Omit all pictures, then retype the data exactly as given.
-- start of TASK INPUT --
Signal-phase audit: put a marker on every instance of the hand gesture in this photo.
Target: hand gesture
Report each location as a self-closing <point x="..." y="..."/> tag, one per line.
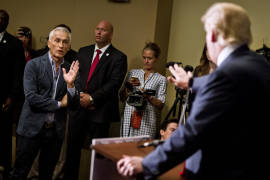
<point x="180" y="77"/>
<point x="130" y="165"/>
<point x="71" y="75"/>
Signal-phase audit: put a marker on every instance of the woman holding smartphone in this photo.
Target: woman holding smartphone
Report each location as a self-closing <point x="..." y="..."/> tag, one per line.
<point x="144" y="95"/>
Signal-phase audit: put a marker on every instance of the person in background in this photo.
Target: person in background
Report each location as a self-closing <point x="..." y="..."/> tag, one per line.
<point x="24" y="34"/>
<point x="224" y="123"/>
<point x="167" y="128"/>
<point x="48" y="90"/>
<point x="144" y="119"/>
<point x="11" y="74"/>
<point x="102" y="71"/>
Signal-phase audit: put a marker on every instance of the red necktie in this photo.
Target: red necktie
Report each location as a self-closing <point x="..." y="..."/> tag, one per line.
-- end of TASK INPUT --
ANSWER:
Signal-phase audit: put a marker on every instance of the hand gesture in this photo.
Target: hand gesture
Report each location as a self-closing <point x="..." y="..."/> tag, one per line.
<point x="180" y="77"/>
<point x="130" y="165"/>
<point x="71" y="75"/>
Signal-phase audit: put a marker on every instance of the woman holding smartphone in this photo.
Target: woman holding smartphone
Report each location as a self-closing <point x="..." y="..."/> tag, one per line.
<point x="144" y="95"/>
Signal-phase audit: put a marker on every instance of the person in background in this photo.
Target: person in background
Report each location as a self-closing <point x="..." y="..."/> tag, one per line.
<point x="24" y="34"/>
<point x="224" y="123"/>
<point x="167" y="128"/>
<point x="48" y="90"/>
<point x="144" y="119"/>
<point x="11" y="74"/>
<point x="102" y="71"/>
Signal-phase audit: put a marker on every instance of the red necktie in this photo.
Target: red necktie
Report each location as a self-closing <point x="..." y="..."/> tag, one per line.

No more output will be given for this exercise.